* Begin *

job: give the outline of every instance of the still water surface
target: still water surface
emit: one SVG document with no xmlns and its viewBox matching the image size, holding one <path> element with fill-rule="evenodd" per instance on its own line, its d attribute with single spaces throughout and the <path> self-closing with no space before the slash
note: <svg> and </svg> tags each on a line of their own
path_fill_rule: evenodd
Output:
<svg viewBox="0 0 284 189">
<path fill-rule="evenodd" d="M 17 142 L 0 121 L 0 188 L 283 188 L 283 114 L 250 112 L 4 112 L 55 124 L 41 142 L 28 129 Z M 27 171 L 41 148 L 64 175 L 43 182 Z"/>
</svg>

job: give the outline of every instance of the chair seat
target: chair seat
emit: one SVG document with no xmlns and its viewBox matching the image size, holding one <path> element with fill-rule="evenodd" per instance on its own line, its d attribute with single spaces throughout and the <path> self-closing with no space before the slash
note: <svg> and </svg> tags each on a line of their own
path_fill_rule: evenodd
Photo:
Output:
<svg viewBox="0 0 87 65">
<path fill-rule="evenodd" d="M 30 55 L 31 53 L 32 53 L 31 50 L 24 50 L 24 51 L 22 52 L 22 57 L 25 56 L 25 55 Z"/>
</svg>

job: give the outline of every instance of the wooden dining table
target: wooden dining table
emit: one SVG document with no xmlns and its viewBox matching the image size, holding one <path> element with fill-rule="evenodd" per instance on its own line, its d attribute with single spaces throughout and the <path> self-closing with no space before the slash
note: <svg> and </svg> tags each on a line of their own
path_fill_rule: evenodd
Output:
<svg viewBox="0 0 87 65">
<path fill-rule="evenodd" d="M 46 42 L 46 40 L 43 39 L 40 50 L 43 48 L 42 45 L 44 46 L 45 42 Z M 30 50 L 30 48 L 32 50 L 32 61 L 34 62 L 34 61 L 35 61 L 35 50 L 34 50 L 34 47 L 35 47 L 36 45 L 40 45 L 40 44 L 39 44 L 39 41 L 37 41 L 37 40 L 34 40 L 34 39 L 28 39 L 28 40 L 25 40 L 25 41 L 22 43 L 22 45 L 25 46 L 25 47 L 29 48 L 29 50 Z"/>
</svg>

* End *

### Exercise directions
Render the records as a two-column CSV with the columns instruction and output, one row per record, starting with the line containing "job: give the outline of every instance of the chair" and going on through the end of the records. Put each record's text and its answer in a single quoted field, turning line breaks into spaces.

### Result of the task
instruction,output
"job: give the outline of every instance of the chair seat target: chair seat emit: one SVG document with no xmlns and its viewBox matching the image size, holding one <path> element with fill-rule=""evenodd"" per instance on its own line, its d attribute with single spaces throughout and the <path> self-closing with no space before the slash note: <svg> and </svg> tags each on a line of their own path_fill_rule: evenodd Photo: Output:","<svg viewBox=""0 0 87 65""> <path fill-rule=""evenodd"" d=""M 30 55 L 31 53 L 32 53 L 31 50 L 24 50 L 24 51 L 22 52 L 22 57 L 25 56 L 25 55 Z""/> </svg>"
"job: give the outline of every instance of the wooden dining table target: wooden dining table emit: one SVG document with no xmlns and its viewBox matching the image size, holding one <path> element with fill-rule=""evenodd"" per instance on its own line, its d attribute with single spaces throughout and the <path> self-closing with no space before the slash note: <svg> and </svg> tags each on a line of their own path_fill_rule: evenodd Output:","<svg viewBox=""0 0 87 65""> <path fill-rule=""evenodd"" d=""M 46 42 L 46 40 L 43 39 L 40 50 L 43 48 L 42 45 L 44 46 L 45 42 Z M 30 50 L 30 48 L 32 50 L 32 61 L 34 62 L 34 61 L 35 61 L 35 50 L 34 50 L 34 47 L 35 47 L 36 45 L 40 45 L 40 44 L 39 44 L 39 41 L 37 41 L 37 40 L 34 40 L 34 39 L 28 39 L 28 40 L 25 40 L 25 41 L 22 43 L 22 45 L 25 46 L 25 47 L 29 48 L 29 50 Z""/> </svg>"